:: DONNÉES FOURNIES ::

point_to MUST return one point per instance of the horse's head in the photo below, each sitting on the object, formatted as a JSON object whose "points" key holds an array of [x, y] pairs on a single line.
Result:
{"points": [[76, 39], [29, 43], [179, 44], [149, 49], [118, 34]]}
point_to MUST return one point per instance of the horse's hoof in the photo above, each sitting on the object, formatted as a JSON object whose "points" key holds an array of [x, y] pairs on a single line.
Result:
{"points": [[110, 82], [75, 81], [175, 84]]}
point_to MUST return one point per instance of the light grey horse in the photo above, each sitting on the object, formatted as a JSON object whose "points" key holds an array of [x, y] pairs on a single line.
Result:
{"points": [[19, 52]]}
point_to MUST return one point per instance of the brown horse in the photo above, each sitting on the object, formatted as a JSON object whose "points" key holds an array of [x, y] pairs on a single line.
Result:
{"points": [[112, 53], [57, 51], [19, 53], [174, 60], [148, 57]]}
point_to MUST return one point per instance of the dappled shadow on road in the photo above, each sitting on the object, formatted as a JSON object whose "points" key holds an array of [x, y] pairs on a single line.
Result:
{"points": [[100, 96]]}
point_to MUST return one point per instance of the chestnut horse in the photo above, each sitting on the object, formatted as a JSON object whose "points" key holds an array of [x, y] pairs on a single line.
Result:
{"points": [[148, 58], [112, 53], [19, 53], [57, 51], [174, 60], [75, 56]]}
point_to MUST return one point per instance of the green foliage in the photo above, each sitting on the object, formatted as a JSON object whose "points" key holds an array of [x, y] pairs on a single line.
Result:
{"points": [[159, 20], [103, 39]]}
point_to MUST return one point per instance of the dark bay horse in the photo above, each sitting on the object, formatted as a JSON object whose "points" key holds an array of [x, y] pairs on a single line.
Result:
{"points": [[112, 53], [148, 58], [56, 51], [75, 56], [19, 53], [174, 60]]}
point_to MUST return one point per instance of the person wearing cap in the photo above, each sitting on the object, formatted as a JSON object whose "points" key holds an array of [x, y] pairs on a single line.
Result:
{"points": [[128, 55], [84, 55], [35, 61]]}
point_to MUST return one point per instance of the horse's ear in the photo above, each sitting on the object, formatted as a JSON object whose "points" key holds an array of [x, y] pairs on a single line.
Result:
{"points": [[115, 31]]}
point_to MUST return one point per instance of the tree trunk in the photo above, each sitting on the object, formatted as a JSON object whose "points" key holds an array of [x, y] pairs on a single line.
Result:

:::

• CONSIGNES DE L'EXERCICE
Reproduisez toutes les lignes ci-dessus à l'identique, sans rien y modifier.

• RÉPONSE À L'EXERCICE
point_to MUST return one point per instance of the horse's head in the photo below, each sitting on the object, formatted as a JSON object whose "points" key holds an array of [x, y] pairs on a single line.
Result:
{"points": [[76, 39], [29, 43], [179, 44], [149, 49], [118, 34]]}
point_to MUST return one point per instance of the horse's hoof in the photo above, each sitting on the object, formatted as a JSON object whose "points" key holds an array of [x, y] pairs on a single line.
Result:
{"points": [[110, 82], [75, 81], [175, 84]]}
point_to MUST return one point per instance of the light grey horse in the photo above, each sitting on the object, formatted as a JSON object whose "points" key holds an array of [x, y] pairs on a single line.
Result:
{"points": [[19, 52]]}
point_to MUST return one point per instance of the brown horse in the photo above, each sitting on the object, formatted as a JSON object whose "points" key holds an array of [x, y] pairs on a single line.
Result:
{"points": [[112, 53], [57, 51], [19, 53], [174, 60], [148, 57]]}
point_to MUST return one point per instance of the dappled shadow on road in the photo above, each sitting on the object, formatted as a JSON object whose "points" key holds an array of [x, y] pairs on a single line.
Result:
{"points": [[100, 96]]}
point_to MUST return one point per instance of the chestnut horse in the photo above, each sitting on the object, formatted as a JSON object whose "points" key holds an array of [x, y] pairs on a single line.
Result:
{"points": [[148, 58], [112, 53], [19, 53], [57, 51], [174, 60], [75, 56]]}
point_to MUST return one point per instance of the green foliage in the photo above, each sitting on the object, formatted as a JSON object whose "points" key holds an array of [x, y] pairs on a single line.
Result:
{"points": [[159, 20], [103, 39]]}
point_to MUST return one point per instance of the dark bay horse in the photo above, each sitting on the object, formatted as a JSON object whose "points" key holds an array of [x, y] pairs on a single line.
Result:
{"points": [[112, 53], [148, 58], [56, 51], [75, 56], [19, 53], [174, 60]]}
point_to MUST return one point per instance of the person wearing cap in the photo above, each sitting on the object, formatted as a JSON object whose "points" key holds an array of [x, y] pairs on a single line.
Result:
{"points": [[128, 55], [84, 55], [35, 61]]}
point_to MUST return one point per instance of the horse's ear in the photo above, each sitting on the object, formatted as a JSON object whose "points" key holds an array of [x, y] pairs on a single line.
Result:
{"points": [[115, 31]]}
point_to MUST return one point per instance of the tree trunk in the photo above, each sitting on the object, formatted as a JSON object whose "points" key holds an array of [x, y] pairs on a single line.
Result:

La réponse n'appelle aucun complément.